◆ GIVEN INSTRUCTION:
Pull out each line of the entries below that contains the word "drawn", and copy those lines in the order they appear.

---------- INPUT ROWS

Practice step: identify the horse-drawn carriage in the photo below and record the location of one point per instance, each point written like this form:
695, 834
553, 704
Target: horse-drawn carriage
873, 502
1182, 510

--------------------
---------- INPUT ROWS

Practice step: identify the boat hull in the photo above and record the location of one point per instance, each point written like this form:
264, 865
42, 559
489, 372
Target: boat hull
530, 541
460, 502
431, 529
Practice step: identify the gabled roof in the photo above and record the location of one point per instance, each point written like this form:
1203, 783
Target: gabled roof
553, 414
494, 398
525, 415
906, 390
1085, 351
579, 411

--------------------

◆ SOLUTION:
Practice step: identify the horse-drawn carriage in the photo below and record the location of one point per instance, each point written like this form:
Target: horse-drawn carriage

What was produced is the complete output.